Toda sociedade que exclui pessoas do trabalho por qualquer motivo – sua deficiência,
sua cor ou seu gênero – está destruindo a esperança e ignorando talentos. Se fizermos isso, colocaremos em risco todo o futuro.
Robert White
Quando falamos de inclusão de pessoas com deficiência no mercado de trabalho, se faz necessário entender que a cultura social marcada pelo assistencialismo, a caridade e a falta de informação pautaram nossa relação com o tema e ainda há muito o que superar para desconstruir o ciclo de invisibilidade social (BIELER 2006[1]) ao qual estão submetidas. Segundo o ciclo da invisibilidade, as pessoas com deficiência são escondidas dos demais, tornando-se invisíveis a seus olhos, não se constituindo, portanto, em uma responsabilidade da comunidade em que vivem; se não observamos sua presença não são uma questão social, e sim familiar, não há preocupação em oferecer a elas os mesmos serviços oferecidos aos demais cidadãos; se não são consideradas cidadãos, com direitos a serviços sociais, são discriminadas e por serem discriminadas, são afastadas pela família dos demais cidadãos e o ciclo não se interrompe.

— Trecho do material —
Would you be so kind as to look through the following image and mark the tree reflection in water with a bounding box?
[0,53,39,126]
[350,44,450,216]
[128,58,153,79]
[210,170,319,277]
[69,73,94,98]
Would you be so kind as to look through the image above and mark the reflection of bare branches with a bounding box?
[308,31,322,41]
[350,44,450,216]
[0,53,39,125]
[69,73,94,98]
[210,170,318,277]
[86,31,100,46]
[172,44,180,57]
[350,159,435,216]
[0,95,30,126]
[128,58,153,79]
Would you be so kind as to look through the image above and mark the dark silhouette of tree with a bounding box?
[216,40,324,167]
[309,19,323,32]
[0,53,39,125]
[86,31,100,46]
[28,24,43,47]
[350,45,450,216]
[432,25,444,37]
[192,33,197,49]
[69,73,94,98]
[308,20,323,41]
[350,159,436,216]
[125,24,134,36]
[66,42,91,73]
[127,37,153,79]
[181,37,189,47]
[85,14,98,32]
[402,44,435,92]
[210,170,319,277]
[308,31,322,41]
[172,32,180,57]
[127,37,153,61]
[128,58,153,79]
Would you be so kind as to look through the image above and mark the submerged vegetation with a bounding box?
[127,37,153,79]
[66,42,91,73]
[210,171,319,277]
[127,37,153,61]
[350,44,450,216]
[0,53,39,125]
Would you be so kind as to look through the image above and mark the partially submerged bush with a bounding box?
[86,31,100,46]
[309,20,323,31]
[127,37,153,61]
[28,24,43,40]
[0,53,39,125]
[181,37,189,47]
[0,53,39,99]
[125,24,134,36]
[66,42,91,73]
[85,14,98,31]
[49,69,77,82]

— Tarefa —
No texto sobre inclusão no mercado de trabalho, que três marcas da cultura social pautaram nossa relação com o tema da deficiência?

— Resposta —
O assistencialismo, a caridade e a falta de informação.